EXTRACT TO READ —
Dr Reddy’s Lab reports 36 per cent drop in net profit for first quarter
Dr Reddy’s Laboratories (DRL) on Tuesday disappointed the Street as it reported a 36 per cent drop in net profit for the first quarter ended June 30.
The Hyderabad-based pharma major also disclosed that it has received a subpoena from the US Securities and Exchange Commission (SEC) for the production of documents pertaining to certain CIS geographies.
The two developments sent the DRL stock crashing on the bourses.
DRL’s lacklustre scorecard follows a tepid performance from Alembic Pharmaceuticals on Monday. Their numbers sent other pharma shares into the red as investors had priced in a better performance for the sector. Vinod Nair, head of research at Geojit Financial Services, said bleeding pharma companies pulled down the market.
During the quarter, DRL reported a net profit of Rs 380.4 crore (as per Indian Accounting Standards) compared with Rs 594.6 crore in the year ago period. The bottomline also represented a 32 per cent decline over Rs 557.3 crore in the January-March period. Revenues came in at Rs 4,945.1 crore over Rs 4,426.5 crore in the same period of the previous year. Analysts tracked by Bloomberg had expected the company to report net profit of Rs 668.5 crore.
The company had to take a Rs 193-crore knock vis-a-vis a settlement order in favour of Australia’s Hatchtech Pty.
DRL was also hit by an anonymous complaint which alleged that healthcare professionals in Ukraine and potentially in other countries were provided with improper payments by or on behalf of the company in violation of the US anti-corruption laws, particularly the US Foreign Corrupt Practices Act. The company has started investigating the matter.

TASK TO CARRY OUT — Transcribe the part of the Dr Reddy's earnings article between "Dr Reddy’s Lab reports" and "down the market.", inclusive.

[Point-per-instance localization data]
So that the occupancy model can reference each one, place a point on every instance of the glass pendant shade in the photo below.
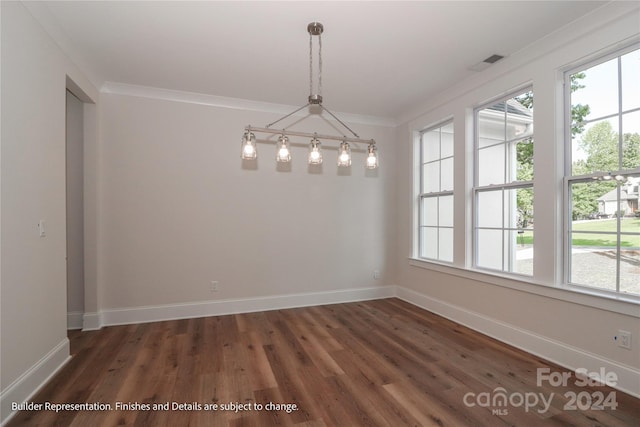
(315, 152)
(249, 150)
(283, 154)
(344, 155)
(372, 157)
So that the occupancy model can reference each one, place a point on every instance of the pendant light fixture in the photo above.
(283, 151)
(283, 154)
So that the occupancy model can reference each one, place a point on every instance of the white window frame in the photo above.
(506, 270)
(569, 179)
(422, 195)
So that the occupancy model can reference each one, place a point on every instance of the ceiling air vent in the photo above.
(486, 62)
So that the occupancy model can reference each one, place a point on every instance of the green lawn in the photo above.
(627, 225)
(583, 233)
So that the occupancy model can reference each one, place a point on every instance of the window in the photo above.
(436, 193)
(503, 185)
(603, 173)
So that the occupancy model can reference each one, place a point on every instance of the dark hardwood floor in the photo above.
(378, 363)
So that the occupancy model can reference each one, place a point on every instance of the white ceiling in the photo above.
(379, 58)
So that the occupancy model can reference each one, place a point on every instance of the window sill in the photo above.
(622, 304)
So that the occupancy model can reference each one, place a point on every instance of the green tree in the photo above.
(601, 146)
(524, 150)
(630, 151)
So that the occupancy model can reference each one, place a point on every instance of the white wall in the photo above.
(33, 281)
(571, 329)
(180, 209)
(75, 211)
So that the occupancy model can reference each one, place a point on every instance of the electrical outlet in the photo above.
(624, 339)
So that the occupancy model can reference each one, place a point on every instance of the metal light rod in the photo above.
(308, 135)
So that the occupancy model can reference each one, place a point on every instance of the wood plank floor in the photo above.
(374, 363)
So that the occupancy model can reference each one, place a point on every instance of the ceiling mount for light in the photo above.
(283, 154)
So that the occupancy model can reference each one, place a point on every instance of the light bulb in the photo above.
(344, 158)
(315, 153)
(284, 154)
(372, 157)
(249, 151)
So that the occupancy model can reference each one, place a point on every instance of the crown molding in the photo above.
(228, 102)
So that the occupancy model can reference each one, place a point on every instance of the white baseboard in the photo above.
(74, 320)
(628, 378)
(557, 352)
(235, 306)
(91, 321)
(28, 384)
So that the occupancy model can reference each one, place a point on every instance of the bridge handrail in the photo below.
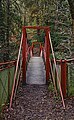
(57, 72)
(16, 70)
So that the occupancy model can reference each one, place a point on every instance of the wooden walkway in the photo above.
(36, 71)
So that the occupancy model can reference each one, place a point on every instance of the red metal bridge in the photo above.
(35, 70)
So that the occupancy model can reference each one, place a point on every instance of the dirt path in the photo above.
(35, 102)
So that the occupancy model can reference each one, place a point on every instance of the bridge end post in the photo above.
(24, 56)
(63, 77)
(47, 56)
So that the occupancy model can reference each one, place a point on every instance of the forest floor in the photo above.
(36, 102)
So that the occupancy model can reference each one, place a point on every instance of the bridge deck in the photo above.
(36, 71)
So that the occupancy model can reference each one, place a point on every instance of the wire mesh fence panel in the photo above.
(70, 81)
(6, 81)
(3, 87)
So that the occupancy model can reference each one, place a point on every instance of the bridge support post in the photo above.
(24, 56)
(47, 55)
(63, 77)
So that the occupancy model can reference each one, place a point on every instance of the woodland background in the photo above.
(57, 14)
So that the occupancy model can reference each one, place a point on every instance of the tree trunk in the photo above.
(6, 57)
(2, 32)
(71, 3)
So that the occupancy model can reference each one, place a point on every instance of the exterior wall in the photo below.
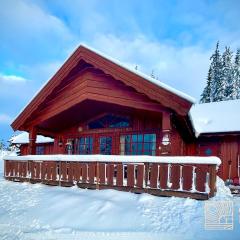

OUTPUT BELOW —
Dr Reddy’s Lab reports 36 per cent drop in net profit for first quarter
Dr Reddy’s Laboratories (DRL) on Tuesday disappointed the Street as it reported a 36 per cent drop in net profit for the first quarter ended June 30.
The Hyderabad-based pharma major also disclosed that it has received a subpoena from the US Securities and Exchange Commission (SEC) for the production of documents pertaining to certain CIS geographies.
The two developments sent the DRL stock crashing on the bourses.
DRL’s lacklustre scorecard follows a tepid performance from Alembic Pharmaceuticals on Monday. Their numbers sent other pharma shares into the red as investors had priced in a better performance for the sector. Vinod Nair, head of research at Geojit Financial Services, said bleeding pharma companies pulled down the market.